(Beginning of SOURCE DOCUMENT)

Microsoft hits back at claims AI data scraping was sneakily turned on in Word, Excel

LovabledanielsNovember 27, 202456 Views

Concerns are raised over Microsoft’s use of customer data for AI training
But the company confirmed it does not use customer data to train LLMs
Publicly available information is considered open for training

Microsoft’s use of so-called ‘Connected Experiences’ has come under scrutiny following claims it collected user-generated content to train its AI models.

The latest claims stem from an X post by @nixCraft, who accuses Microsoft of turning on an opt-out feature that automatically scrapes Word and Excel documents for AI training.

@nixCraft continues: “This setting is turned on by default, and you have to manually uncheck a box in order to opt out.”

Microsoft says it doesn’t train AI on your documents

Concerns were raised about the use of proprietary content belonging to writers and creators who wish to protect, copyright or sell their content. The X user even shared steps on how to disable Connected Experiences via File > Options > Trust Center > Trust Center Settings > Privacy Options > Optional Connected Experiences.

Despite the claims, Microsoft 365 replied to the thread, stating: “In the M365 apps, we do not use customer data to train LLMs. This setting only enables features requiring internet access like co-authoring a document.”

In an earlier August 2024 blog post, Microsoft confirmed use data remains private and is not disclosed without permission. The company wrote: “Generative AI models do not store training data or return it to provide a response, and instead are designed to generate new content.”

Microsoft also promised to alert users “transparently” in the event of a change to how it handles consumer data for training GenAI models in Copilot.

On the whole, the company has made substantial efforts to differentiate customer data from readily available online sources. Microsoft seemingly treats the latter completely separately, with Microsoft AI CEO Mustafa Suleyman calling public information “freeware” for AI training.

(End of SOURCE DOCUMENT)

Return, word for word, the part of the Microsoft article starting at "Despite the claims, Microsoft" and ending at "models in Copilot.". The lines that come next have no connection to the Microsoft article.

(Beginning of DATA RECORDS)

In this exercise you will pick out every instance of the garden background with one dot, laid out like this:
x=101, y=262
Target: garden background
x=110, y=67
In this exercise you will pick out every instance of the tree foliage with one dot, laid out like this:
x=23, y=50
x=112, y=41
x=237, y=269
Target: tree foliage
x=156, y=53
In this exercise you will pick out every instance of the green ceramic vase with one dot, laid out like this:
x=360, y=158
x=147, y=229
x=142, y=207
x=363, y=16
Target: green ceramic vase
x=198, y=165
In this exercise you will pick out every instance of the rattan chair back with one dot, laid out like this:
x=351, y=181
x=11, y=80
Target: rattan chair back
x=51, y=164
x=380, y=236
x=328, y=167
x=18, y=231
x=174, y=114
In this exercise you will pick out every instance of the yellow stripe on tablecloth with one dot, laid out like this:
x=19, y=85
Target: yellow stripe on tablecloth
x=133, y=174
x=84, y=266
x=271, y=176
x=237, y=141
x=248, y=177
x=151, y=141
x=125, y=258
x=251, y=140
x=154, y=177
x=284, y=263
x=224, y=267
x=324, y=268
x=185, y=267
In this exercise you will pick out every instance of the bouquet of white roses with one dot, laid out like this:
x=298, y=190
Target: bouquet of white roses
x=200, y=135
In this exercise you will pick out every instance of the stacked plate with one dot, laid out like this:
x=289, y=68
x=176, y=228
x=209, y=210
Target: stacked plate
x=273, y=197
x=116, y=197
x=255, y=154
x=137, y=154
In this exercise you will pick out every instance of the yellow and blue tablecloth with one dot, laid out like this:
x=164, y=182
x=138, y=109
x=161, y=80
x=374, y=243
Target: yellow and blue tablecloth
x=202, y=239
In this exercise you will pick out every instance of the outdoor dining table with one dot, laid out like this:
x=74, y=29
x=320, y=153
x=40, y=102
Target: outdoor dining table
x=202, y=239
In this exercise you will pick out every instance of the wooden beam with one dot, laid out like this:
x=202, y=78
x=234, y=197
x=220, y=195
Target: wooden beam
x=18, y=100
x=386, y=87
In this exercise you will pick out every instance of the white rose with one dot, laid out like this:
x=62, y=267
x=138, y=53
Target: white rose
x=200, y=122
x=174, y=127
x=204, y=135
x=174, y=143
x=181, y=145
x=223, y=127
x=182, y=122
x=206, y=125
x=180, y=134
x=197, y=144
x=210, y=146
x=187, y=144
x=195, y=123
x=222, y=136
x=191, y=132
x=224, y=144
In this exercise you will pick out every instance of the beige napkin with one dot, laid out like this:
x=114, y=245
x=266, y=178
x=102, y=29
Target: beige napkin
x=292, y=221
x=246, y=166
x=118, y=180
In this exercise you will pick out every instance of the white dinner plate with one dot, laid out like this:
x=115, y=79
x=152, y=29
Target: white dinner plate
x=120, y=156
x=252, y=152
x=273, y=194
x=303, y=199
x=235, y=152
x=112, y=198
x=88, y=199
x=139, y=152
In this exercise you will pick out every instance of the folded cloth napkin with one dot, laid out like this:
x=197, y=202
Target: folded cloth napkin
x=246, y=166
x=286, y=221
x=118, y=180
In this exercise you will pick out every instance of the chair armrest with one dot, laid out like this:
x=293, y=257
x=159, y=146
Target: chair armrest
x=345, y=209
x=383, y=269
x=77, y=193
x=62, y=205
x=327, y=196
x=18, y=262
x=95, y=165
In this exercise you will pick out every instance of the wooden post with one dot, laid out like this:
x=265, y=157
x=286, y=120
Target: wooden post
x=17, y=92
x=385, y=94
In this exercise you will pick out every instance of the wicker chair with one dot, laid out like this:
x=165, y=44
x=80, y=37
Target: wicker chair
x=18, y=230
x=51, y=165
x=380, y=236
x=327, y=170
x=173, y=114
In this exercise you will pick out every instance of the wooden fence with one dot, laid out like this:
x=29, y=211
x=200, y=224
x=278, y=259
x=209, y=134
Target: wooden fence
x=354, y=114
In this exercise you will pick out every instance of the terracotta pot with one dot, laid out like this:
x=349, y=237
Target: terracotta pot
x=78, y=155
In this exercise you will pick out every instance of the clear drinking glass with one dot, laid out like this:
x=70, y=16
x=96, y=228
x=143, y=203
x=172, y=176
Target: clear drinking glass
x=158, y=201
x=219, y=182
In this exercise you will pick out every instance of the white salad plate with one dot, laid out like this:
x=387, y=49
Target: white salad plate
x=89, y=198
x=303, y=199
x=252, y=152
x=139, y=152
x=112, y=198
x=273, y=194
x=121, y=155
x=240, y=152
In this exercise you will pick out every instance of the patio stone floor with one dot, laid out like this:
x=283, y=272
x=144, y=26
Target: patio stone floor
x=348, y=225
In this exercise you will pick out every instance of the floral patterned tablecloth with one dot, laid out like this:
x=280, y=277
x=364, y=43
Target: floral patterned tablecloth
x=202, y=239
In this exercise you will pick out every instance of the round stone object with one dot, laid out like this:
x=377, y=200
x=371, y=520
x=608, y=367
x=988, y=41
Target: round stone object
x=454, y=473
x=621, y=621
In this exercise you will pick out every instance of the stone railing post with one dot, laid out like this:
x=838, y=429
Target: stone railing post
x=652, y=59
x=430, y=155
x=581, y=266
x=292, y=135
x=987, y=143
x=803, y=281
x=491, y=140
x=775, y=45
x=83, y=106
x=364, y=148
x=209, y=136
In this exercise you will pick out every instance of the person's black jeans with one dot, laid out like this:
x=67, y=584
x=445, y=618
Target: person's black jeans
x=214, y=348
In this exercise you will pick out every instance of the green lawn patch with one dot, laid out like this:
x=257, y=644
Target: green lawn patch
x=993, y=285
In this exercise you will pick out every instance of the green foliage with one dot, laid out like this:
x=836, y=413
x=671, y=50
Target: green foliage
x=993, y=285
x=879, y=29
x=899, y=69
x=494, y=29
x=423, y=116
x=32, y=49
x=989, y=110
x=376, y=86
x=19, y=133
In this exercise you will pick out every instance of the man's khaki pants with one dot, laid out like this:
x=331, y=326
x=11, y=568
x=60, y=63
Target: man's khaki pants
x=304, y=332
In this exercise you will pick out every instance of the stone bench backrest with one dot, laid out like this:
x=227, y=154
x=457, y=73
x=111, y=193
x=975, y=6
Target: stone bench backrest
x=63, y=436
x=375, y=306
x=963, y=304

(End of DATA RECORDS)

EXERCISE ANSWER =>
Despite the claims, Microsoft 365 replied to the thread, stating: “In the M365 apps, we do not use customer data to train LLMs. This setting only enables features requiring internet access like co-authoring a document.”

In an earlier August 2024 blog post, Microsoft confirmed use data remains private and is not disclosed without permission. The company wrote: “Generative AI models do not store training data or return it to provide a response, and instead are designed to generate new content.”

Microsoft also promised to alert users “transparently” in the event of a change to how it handles consumer data for training GenAI models in Copilot.